Could you write out the entries again, starting at the beginning of the entries and ending at the line that contains "M 275 104 L", with both ends included, the instructions kept, and 54 added to every coordinate in the SVG path answers? Leave the pictures out.

---------- LISTED ENTRIES

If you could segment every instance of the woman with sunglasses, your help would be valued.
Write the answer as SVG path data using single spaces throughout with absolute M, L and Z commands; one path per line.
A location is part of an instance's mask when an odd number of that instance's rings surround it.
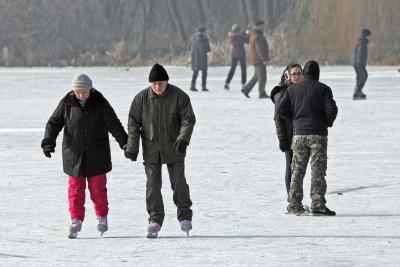
M 275 104 L 275 125 L 276 133 L 279 140 L 279 149 L 285 152 L 286 157 L 286 171 L 285 171 L 285 183 L 286 192 L 289 193 L 290 181 L 291 181 L 291 168 L 293 150 L 290 148 L 293 137 L 293 125 L 291 122 L 285 121 L 283 118 L 277 116 L 276 108 L 279 105 L 279 101 L 283 97 L 286 89 L 301 80 L 302 68 L 297 63 L 289 64 L 281 76 L 281 81 L 277 86 L 275 86 L 271 91 L 271 100 Z

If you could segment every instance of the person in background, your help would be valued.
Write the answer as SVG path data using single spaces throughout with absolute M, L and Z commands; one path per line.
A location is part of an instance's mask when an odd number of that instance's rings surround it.
M 112 169 L 108 133 L 121 149 L 128 136 L 110 103 L 92 87 L 85 74 L 72 79 L 68 92 L 46 124 L 41 147 L 46 157 L 55 152 L 56 139 L 64 128 L 62 158 L 64 172 L 69 175 L 68 201 L 72 224 L 69 238 L 76 238 L 85 219 L 85 189 L 98 219 L 101 235 L 108 230 L 108 198 L 106 173 Z
M 201 26 L 197 28 L 197 32 L 190 37 L 189 50 L 191 52 L 191 62 L 192 62 L 192 82 L 190 85 L 191 91 L 198 91 L 196 88 L 196 80 L 201 71 L 201 90 L 208 91 L 207 89 L 207 69 L 208 69 L 208 59 L 207 53 L 211 51 L 210 42 L 208 37 L 204 34 L 206 28 Z
M 293 150 L 290 148 L 293 138 L 293 123 L 291 121 L 286 121 L 276 114 L 279 102 L 282 96 L 285 94 L 286 89 L 301 80 L 302 69 L 297 63 L 289 64 L 281 76 L 281 81 L 277 86 L 275 86 L 271 91 L 271 100 L 275 104 L 275 126 L 276 134 L 278 135 L 279 149 L 285 153 L 286 167 L 285 167 L 285 184 L 286 192 L 289 195 L 290 181 L 291 181 L 291 167 Z
M 332 90 L 319 82 L 319 65 L 310 60 L 304 65 L 303 79 L 289 86 L 278 104 L 276 114 L 293 122 L 292 180 L 289 190 L 289 214 L 305 213 L 302 205 L 303 180 L 308 161 L 311 165 L 312 215 L 334 216 L 326 206 L 326 168 L 328 127 L 337 116 Z
M 168 168 L 181 230 L 189 234 L 192 229 L 192 201 L 185 178 L 185 157 L 196 117 L 189 96 L 168 80 L 164 67 L 154 64 L 149 74 L 150 86 L 135 96 L 128 117 L 128 145 L 125 150 L 128 159 L 137 160 L 139 139 L 142 138 L 147 176 L 148 238 L 158 236 L 165 217 L 161 195 L 162 164 Z
M 248 36 L 242 31 L 239 24 L 233 24 L 232 30 L 228 33 L 229 44 L 231 45 L 231 68 L 225 81 L 225 90 L 229 90 L 229 83 L 235 74 L 236 66 L 240 63 L 242 88 L 246 84 L 246 52 L 244 44 L 248 42 Z
M 368 39 L 371 35 L 370 30 L 363 29 L 361 37 L 358 39 L 356 47 L 354 48 L 352 63 L 356 71 L 356 87 L 354 88 L 353 100 L 364 100 L 367 96 L 362 92 L 365 82 L 368 79 L 368 72 L 366 69 L 368 60 Z
M 254 75 L 242 88 L 242 93 L 250 98 L 250 91 L 258 82 L 258 97 L 269 98 L 265 92 L 267 82 L 268 43 L 264 37 L 264 21 L 256 22 L 253 31 L 249 34 L 249 63 L 254 66 Z

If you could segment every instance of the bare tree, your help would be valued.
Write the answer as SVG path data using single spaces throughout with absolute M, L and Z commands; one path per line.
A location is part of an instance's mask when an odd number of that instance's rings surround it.
M 187 40 L 185 27 L 182 23 L 182 19 L 176 5 L 176 0 L 168 0 L 168 8 L 170 10 L 170 13 L 172 14 L 172 19 L 175 23 L 175 26 L 179 31 L 179 35 L 181 36 L 182 40 Z

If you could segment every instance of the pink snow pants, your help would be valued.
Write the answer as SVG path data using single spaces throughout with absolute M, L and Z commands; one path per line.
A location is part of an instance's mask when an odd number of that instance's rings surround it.
M 108 214 L 107 198 L 107 177 L 106 174 L 88 177 L 90 199 L 94 204 L 94 211 L 97 217 L 106 217 Z M 68 184 L 69 213 L 72 219 L 83 222 L 85 219 L 85 189 L 86 178 L 83 175 L 78 177 L 69 176 Z

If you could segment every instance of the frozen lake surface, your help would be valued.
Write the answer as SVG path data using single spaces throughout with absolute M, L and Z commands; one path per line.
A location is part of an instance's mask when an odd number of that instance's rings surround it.
M 237 70 L 209 69 L 210 92 L 189 92 L 191 71 L 167 67 L 170 83 L 188 92 L 197 124 L 186 176 L 193 231 L 176 219 L 166 168 L 166 218 L 156 240 L 145 237 L 146 177 L 141 160 L 124 158 L 111 139 L 109 231 L 99 238 L 93 205 L 79 238 L 70 223 L 61 139 L 51 159 L 40 148 L 45 124 L 86 73 L 126 128 L 134 95 L 148 86 L 143 68 L 0 68 L 0 266 L 398 266 L 400 265 L 400 74 L 368 67 L 366 101 L 351 100 L 352 67 L 321 68 L 339 113 L 329 130 L 327 206 L 336 217 L 285 215 L 284 154 L 278 149 L 274 106 L 246 99 Z M 282 67 L 268 67 L 267 91 Z M 248 68 L 249 76 L 253 68 Z M 200 78 L 200 77 L 199 77 Z M 141 158 L 141 155 L 139 156 Z M 303 204 L 310 204 L 310 174 Z

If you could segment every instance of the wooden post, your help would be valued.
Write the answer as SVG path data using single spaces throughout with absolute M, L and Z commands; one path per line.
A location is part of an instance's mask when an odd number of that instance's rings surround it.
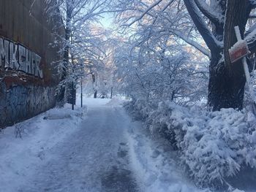
M 81 107 L 83 107 L 83 82 L 81 78 Z
M 113 96 L 113 87 L 111 87 L 111 94 L 110 94 L 110 99 L 112 99 Z
M 236 32 L 236 36 L 238 41 L 239 42 L 239 41 L 242 40 L 238 26 L 235 26 L 235 32 Z M 251 85 L 251 77 L 249 75 L 249 68 L 248 68 L 248 65 L 247 65 L 246 59 L 245 56 L 242 58 L 242 63 L 243 63 L 245 77 L 246 79 L 246 82 L 247 82 L 248 88 L 249 88 L 249 92 L 251 98 L 252 99 L 252 100 L 254 100 L 255 99 L 255 96 L 254 96 L 255 94 L 253 93 L 253 88 L 252 88 L 252 85 Z

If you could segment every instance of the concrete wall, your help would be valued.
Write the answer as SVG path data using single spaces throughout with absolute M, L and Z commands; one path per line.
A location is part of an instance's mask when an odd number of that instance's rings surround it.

--------------------

▶ **CORRECT RESPONSE**
If you could segment every instance of the woman with sunglasses, your help would be valued.
Write the answer as SVG path data using single spaces throughout with absolute M, L and Z commands; one path per line.
A location is part of an instance's mask when an odd number of that instance's rings surround it.
M 329 158 L 329 179 L 330 187 L 333 194 L 333 203 L 339 206 L 340 211 L 340 225 L 339 225 L 339 237 L 340 246 L 343 247 L 344 235 L 345 235 L 345 222 L 347 204 L 344 202 L 347 191 L 347 179 L 345 176 L 339 175 L 337 172 L 331 170 L 330 162 L 333 159 L 333 155 L 337 151 L 340 143 L 355 134 L 356 122 L 351 117 L 343 118 L 335 130 L 335 135 L 331 140 L 329 140 L 325 145 L 325 154 Z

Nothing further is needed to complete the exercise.